Pick out every line in the records below that contains the word "mouth", and copy those lines.

DATA ENTRIES:
━━━━━━━━━━━━━━━━━━━━━━━━━━━━━━

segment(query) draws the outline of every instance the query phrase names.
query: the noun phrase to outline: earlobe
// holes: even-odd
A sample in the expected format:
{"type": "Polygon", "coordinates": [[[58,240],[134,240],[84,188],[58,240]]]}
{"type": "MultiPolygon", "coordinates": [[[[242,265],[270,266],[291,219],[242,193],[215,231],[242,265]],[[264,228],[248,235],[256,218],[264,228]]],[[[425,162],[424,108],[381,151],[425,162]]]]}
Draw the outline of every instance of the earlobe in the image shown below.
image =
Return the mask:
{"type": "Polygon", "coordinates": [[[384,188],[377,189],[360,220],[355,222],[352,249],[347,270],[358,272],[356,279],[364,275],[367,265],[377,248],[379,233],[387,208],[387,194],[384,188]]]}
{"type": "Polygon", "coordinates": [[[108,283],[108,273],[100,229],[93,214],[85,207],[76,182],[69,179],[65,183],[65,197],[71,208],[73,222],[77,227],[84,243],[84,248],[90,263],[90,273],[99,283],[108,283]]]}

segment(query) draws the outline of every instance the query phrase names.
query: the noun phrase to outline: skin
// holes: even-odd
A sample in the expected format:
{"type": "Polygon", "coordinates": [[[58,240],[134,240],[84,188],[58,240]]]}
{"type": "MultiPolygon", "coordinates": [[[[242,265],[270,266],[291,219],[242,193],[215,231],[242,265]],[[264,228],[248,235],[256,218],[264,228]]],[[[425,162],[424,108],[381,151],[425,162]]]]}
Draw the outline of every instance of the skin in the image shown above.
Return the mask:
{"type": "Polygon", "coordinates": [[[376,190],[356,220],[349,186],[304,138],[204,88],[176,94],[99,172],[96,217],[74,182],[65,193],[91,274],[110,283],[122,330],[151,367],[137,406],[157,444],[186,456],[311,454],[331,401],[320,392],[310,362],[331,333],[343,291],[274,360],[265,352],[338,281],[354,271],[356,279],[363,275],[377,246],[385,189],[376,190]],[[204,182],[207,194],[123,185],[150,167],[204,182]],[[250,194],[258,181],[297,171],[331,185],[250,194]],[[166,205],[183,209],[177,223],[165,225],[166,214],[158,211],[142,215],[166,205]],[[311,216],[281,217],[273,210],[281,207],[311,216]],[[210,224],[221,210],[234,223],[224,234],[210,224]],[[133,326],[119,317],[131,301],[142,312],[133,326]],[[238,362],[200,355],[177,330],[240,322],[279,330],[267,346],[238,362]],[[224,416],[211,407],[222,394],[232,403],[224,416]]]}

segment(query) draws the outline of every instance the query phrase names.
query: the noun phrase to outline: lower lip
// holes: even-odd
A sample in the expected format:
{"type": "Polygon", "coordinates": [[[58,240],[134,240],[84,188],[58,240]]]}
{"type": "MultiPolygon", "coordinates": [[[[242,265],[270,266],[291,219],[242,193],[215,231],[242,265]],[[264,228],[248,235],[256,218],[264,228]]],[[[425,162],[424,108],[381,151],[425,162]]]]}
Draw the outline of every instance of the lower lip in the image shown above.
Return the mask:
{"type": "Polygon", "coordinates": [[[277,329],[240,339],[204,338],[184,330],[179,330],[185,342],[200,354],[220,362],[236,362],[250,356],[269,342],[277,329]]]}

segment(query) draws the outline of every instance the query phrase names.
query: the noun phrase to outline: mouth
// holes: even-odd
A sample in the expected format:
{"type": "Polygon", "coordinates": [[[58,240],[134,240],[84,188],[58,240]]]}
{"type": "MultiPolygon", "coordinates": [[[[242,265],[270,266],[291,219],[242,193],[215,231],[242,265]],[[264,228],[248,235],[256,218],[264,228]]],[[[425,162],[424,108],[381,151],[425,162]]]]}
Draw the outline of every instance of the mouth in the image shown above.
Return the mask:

━━━━━━━━━━━━━━━━━━━━━━━━━━━━━━

EXPECTED ANSWER:
query: the noun phrase to outline: mouth
Draw the outline of every instance of the mouth in the image shown above.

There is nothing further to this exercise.